=== Begin Enclosure ===

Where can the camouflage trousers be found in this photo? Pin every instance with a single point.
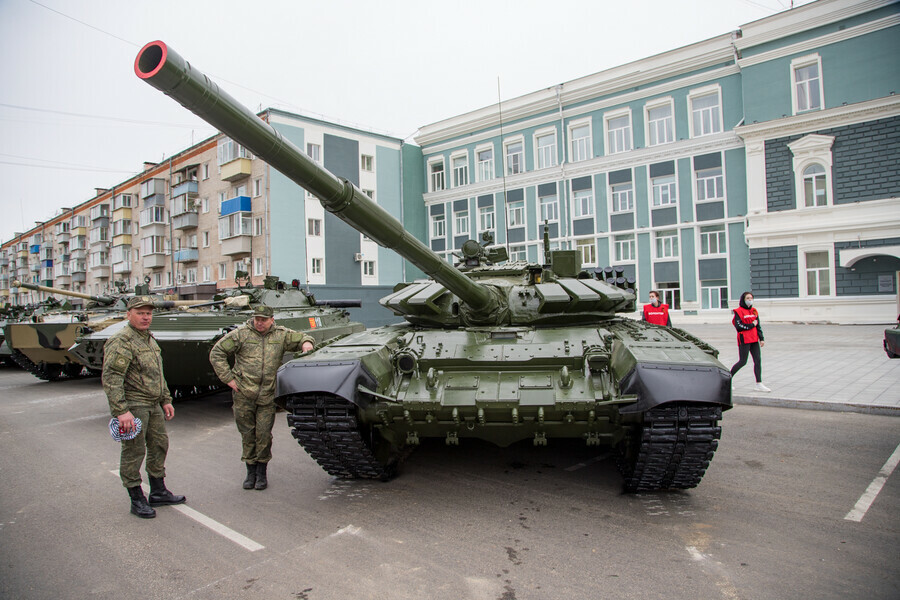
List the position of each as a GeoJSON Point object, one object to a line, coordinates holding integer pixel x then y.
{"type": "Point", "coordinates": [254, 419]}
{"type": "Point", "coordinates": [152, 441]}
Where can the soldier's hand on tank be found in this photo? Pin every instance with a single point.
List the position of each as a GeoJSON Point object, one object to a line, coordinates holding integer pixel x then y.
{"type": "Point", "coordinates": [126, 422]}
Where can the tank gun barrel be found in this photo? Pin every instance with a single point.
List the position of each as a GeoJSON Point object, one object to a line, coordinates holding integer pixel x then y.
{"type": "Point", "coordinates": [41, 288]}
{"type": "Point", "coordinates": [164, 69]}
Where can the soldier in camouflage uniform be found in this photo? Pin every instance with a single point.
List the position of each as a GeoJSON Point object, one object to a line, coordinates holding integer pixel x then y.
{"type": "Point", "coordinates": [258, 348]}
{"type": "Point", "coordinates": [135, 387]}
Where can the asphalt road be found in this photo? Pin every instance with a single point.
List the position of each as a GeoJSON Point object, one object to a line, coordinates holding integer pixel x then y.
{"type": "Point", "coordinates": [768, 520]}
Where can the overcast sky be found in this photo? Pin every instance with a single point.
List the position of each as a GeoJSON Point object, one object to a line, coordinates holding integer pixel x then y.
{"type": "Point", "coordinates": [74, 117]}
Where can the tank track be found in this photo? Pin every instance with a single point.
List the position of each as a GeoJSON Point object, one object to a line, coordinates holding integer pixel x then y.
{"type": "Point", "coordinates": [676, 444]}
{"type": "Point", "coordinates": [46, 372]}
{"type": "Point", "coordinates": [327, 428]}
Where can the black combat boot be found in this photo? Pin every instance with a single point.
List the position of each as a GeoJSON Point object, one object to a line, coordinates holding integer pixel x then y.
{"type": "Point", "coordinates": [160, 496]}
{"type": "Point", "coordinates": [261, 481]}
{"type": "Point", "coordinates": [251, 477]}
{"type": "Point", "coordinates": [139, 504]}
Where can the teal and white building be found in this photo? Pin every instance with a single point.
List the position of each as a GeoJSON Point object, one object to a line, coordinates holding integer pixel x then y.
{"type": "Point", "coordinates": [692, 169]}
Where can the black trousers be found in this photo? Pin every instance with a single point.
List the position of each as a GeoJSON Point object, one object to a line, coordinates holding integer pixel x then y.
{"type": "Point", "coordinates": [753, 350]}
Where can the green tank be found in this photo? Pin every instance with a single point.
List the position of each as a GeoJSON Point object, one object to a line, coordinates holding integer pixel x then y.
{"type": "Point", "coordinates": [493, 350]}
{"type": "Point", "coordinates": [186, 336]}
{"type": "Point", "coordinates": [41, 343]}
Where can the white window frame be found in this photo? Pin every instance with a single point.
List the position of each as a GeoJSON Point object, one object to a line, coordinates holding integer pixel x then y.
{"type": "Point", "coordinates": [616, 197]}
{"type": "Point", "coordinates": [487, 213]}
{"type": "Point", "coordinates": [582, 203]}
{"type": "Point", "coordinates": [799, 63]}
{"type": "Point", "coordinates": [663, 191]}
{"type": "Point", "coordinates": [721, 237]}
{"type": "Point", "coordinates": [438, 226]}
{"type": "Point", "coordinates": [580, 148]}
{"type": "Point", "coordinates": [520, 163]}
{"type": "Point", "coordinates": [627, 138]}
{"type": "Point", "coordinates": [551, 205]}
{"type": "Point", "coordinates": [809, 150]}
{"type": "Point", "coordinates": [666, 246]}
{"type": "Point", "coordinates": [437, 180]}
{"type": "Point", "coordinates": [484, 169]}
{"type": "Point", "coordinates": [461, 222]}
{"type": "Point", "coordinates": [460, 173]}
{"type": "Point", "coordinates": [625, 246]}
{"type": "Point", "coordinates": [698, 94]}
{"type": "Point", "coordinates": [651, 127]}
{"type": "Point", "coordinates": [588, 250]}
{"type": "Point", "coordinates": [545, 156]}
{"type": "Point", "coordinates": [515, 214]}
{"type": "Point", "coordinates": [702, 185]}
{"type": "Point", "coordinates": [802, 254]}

=== End Enclosure ===

_TO DO_.
Go through the listing and copy each line that includes the string "instance".

_EXERCISE OUTPUT_.
Where can the camouflage trousers be found in this photo? Pin every instance with a single point.
Where can the soldier's hand on tank be found in this photo? Pin every instance with a single point.
Where can the tank gun barrel be found in this photo? Pin every instance with a single point.
Where can the soldier in camouflage uniform be found in this photo? Pin every instance with a single point.
Where can the asphalt road be found in this photo? Pin every instance with a single point.
Where can the overcast sky be found in this photo? Pin every instance with a single point.
Where can the tank track be found in this photo? Pin every instance with a single point.
Where can the black combat boot be found in this photo? Pin every instance with a single point.
Where can the teal and white building be found in this photo? Pin every instance with a single point.
Where can the black trousers be found in this photo? Pin every instance with a single point.
Where can the green tank be found in this photo? Pin every instance with a single point.
Where can the white window frame be found in this photo? Pin every instance with a single point.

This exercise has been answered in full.